> **READING TEXT**

+ + + + + + +

# Flash website templates



## M.D. Vaden (Feb 11, 2007)

How many people who are thinking about getting a website, have checked into the pre-made flash templates?

Some are very nicely done, and only cost like $70.

It may require a full day for a webmaster with flash skills to edit, but that may still keep a companies cost to like $500 for an elegant site, instead of thousands.

I was browsing a few today after this landscaper posted his link on lawnsite...

http://www.greenskeeperlc.com

I'm fairly certain that that site is a template. But many are that nice or better.


----------



## Ekka (Feb 11, 2007)

Mario

You just cant help yourself can you? lol Flash websites .... bells and whistles but big ZERO in the rankings dept.

If you rely on people finding your website to contact you not the other way around then you'll be sorry for using flash no matter how much it glitters. :greenchainsaw:


----------



## M.D. Vaden (Feb 11, 2007)

+ + + + + + +

> **WHAT YOU NEED TO DO**
a – In the forum thread on Flash website templates, about how much do some of the pre-made templates cost?
b – List every cost figure given in the Flash website templates thread, with what each refers to.
c – Extend the Flash website templates thread by writing the reply under its last header, "M.D. Vaden (Feb 11, 2007)".
The data that comes next isn't needed for any of this.

> **MATERIAL**
+ + + + + + +

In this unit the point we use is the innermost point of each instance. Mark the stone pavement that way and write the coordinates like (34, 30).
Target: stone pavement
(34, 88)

+ + + + + + +

> **TASK RESULTS**
a – About $70.

b –
$70: the price of some nicely done pre-made Flash templates.
About $500: what a company might pay for an elegant site after a webmaster with Flash skills spends a full day editing a template.
Thousands: what such a site would otherwise cost.

c –
Ekka said:


> Mario
> 
> You just cant help yourself can you? lol Flash websites .... bells and whistles but big ZERO in the rankings dept.
> 
> If you rely on people finding your website to contact you not the other way around then you'll be sorry for using flash no matter how much it glitters. :greenchainsaw:



I should have guessed that you would be the first to chime in  Mainly, I'm thinkng of the guys who don't plan to drive traffic from the internet. Yesterday, I added a chunk of information at the end of my site's search engine topic page about driving traffic from flyers, ads and cards.

1. In some cities, there will be too many websites someday to practically strive for search engine results. 2. Many companies highly underestimate driving traffic from flyers and advertisements.

I'd take flash in a heartbeat if I had triple the internet competition and had to start from scratch. Mainly because I enjoy the cool looking effects. 100% of every web traffic article I've read, focused on search engine type traffic.

I'm developing my page to be miles ahead of the game for the various handfuls of people who should not get wrapped-up in the search engine rat-race. On the page, I refer to it as limited treasure.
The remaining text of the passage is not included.